[Referring expression pointing data]
----------------
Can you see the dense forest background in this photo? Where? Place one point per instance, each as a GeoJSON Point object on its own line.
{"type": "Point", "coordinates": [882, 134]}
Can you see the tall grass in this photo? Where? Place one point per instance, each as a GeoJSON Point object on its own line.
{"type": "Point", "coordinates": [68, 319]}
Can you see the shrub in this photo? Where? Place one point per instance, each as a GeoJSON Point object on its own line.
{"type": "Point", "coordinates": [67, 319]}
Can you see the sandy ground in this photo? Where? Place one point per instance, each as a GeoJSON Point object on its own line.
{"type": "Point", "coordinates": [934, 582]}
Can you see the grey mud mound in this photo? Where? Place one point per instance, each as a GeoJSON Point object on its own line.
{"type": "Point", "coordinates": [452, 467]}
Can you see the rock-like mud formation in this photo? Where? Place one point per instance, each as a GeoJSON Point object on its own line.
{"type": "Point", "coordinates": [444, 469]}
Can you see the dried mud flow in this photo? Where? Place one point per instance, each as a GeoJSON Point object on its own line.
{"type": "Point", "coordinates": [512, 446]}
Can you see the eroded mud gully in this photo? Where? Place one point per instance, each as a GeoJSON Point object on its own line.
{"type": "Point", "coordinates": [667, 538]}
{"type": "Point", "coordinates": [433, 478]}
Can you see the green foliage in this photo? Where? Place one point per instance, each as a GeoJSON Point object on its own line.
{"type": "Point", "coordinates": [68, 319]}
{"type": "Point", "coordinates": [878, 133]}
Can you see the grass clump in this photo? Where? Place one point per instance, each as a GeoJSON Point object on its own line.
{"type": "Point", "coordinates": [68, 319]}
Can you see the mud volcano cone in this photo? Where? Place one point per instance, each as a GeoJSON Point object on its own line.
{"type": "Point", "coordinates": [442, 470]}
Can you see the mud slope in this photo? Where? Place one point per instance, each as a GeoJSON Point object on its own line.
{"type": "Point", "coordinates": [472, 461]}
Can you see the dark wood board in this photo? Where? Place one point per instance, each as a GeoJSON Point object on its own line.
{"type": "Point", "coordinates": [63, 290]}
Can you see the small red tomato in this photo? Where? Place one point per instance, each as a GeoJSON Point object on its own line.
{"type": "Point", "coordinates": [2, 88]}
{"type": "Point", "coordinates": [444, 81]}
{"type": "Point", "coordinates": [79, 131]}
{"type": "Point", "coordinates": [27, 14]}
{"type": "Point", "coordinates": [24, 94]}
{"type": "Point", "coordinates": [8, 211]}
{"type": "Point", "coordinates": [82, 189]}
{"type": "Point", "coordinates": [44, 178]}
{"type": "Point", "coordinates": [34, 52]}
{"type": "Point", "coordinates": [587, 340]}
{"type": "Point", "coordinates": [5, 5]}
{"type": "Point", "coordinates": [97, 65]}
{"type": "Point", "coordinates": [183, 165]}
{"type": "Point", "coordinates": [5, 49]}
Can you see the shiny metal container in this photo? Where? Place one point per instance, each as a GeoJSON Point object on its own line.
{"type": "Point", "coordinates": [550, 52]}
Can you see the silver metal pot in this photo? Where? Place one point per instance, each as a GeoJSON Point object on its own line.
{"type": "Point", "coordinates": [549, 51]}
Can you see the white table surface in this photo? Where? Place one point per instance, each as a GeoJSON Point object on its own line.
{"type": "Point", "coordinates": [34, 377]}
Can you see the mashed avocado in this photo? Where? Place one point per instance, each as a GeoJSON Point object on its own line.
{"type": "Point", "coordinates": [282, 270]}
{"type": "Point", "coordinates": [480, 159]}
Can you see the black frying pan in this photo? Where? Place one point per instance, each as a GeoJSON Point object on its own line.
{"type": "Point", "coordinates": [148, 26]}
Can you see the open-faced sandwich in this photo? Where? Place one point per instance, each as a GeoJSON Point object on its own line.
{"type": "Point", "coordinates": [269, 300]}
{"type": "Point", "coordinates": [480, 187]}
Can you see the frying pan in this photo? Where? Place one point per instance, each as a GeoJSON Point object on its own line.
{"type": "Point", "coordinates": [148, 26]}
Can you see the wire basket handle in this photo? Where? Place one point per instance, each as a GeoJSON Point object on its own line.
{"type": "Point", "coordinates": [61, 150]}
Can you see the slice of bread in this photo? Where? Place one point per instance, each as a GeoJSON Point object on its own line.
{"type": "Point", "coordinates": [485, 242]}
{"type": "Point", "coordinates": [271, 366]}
----------------
▸ PROBLEM STATEMENT
Every entry, written out exactly, is what the response should contain.

▸ EXERCISE RESULT
Can you see the dense forest background in this photo? Where? Place one point per instance, each as a GeoJSON Point object on its own line.
{"type": "Point", "coordinates": [882, 134]}
Can you see the tall grass in this photo? Where? Place one point per instance, each as a GeoJSON Point object on its own line.
{"type": "Point", "coordinates": [68, 319]}
Can you see the shrub in this photo? Where? Place one point per instance, each as a GeoJSON Point object on its own line.
{"type": "Point", "coordinates": [67, 319]}
Can you see the sandy ground in this photo? Where? Place one point per instance, each as a GeoJSON Point object on its own line.
{"type": "Point", "coordinates": [934, 582]}
Can you see the grey mud mound in this photo? Where? Place one point per instance, each as a GeoJSON Point object on its own line.
{"type": "Point", "coordinates": [452, 467]}
Can you see the rock-like mud formation in this photo? Where? Place one point per instance, each as a GeoJSON Point object on its own line.
{"type": "Point", "coordinates": [444, 469]}
Can you see the dried mud flow in this photo? Where? Place one point per instance, each as a GeoJSON Point object on its own line.
{"type": "Point", "coordinates": [512, 446]}
Can you see the eroded mud gully in this photo? Where? Place one point per instance, each as a GeoJSON Point object on its own line.
{"type": "Point", "coordinates": [667, 538]}
{"type": "Point", "coordinates": [433, 478]}
Can you see the green foliage in this photo? Where? Place one point per instance, each as a GeoJSON Point object on its own line.
{"type": "Point", "coordinates": [68, 319]}
{"type": "Point", "coordinates": [878, 133]}
Can you see the grass clump in this photo? Where? Place one point per instance, each as a GeoJSON Point object on its own line.
{"type": "Point", "coordinates": [68, 319]}
Can you see the mud volcano cone in this photo? Where? Place one point per instance, each as a GeoJSON Point object on its own line.
{"type": "Point", "coordinates": [442, 470]}
Can you see the mud slope in this photo? Where? Place one point per instance, each as a GeoJSON Point object on its own line.
{"type": "Point", "coordinates": [472, 461]}
Can you see the dark wood board in this photo? Where? Place one point per instance, each as a GeoJSON Point object on its own line.
{"type": "Point", "coordinates": [63, 290]}
Can you see the small red tomato in this photo? Where? Place one point per instance, each as a GeoJSON Point object on its own line.
{"type": "Point", "coordinates": [2, 88]}
{"type": "Point", "coordinates": [444, 81]}
{"type": "Point", "coordinates": [79, 131]}
{"type": "Point", "coordinates": [27, 14]}
{"type": "Point", "coordinates": [24, 94]}
{"type": "Point", "coordinates": [8, 211]}
{"type": "Point", "coordinates": [82, 189]}
{"type": "Point", "coordinates": [44, 178]}
{"type": "Point", "coordinates": [34, 52]}
{"type": "Point", "coordinates": [587, 340]}
{"type": "Point", "coordinates": [5, 5]}
{"type": "Point", "coordinates": [97, 65]}
{"type": "Point", "coordinates": [183, 165]}
{"type": "Point", "coordinates": [5, 49]}
Can you see the shiny metal container in this photo? Where? Place one point per instance, each as a GeoJSON Point object on its own line.
{"type": "Point", "coordinates": [550, 52]}
Can you see the silver metal pot in this photo? Where? Place one point per instance, each as a GeoJSON Point object on its own line.
{"type": "Point", "coordinates": [549, 51]}
Can you see the white table surface in this photo? Where? Place one point per instance, each as a GeoJSON Point object on its own line.
{"type": "Point", "coordinates": [34, 377]}
Can you see the mashed avocado in this photo? Where? Place one point per instance, each as a GeoJSON Point object on its own line.
{"type": "Point", "coordinates": [282, 270]}
{"type": "Point", "coordinates": [480, 159]}
Can you see the black frying pan in this photo? Where? Place one point per instance, each as a GeoJSON Point object on its own line.
{"type": "Point", "coordinates": [148, 26]}
Can you see the open-faced sandwich in this photo? Where? Place one point per instance, each as a GeoJSON Point object on its own line.
{"type": "Point", "coordinates": [269, 300]}
{"type": "Point", "coordinates": [480, 187]}
Can you see the frying pan in this photo? Where? Place one point per instance, each as a GeoJSON Point object on its own line.
{"type": "Point", "coordinates": [148, 26]}
Can you see the wire basket handle in this photo? Where? Place one point per instance, each as a GeoJSON Point object on its own line.
{"type": "Point", "coordinates": [61, 150]}
Can you see the slice of bread in this photo? Where? Place one point per instance, each as a GeoJSON Point object on its own line.
{"type": "Point", "coordinates": [485, 242]}
{"type": "Point", "coordinates": [271, 366]}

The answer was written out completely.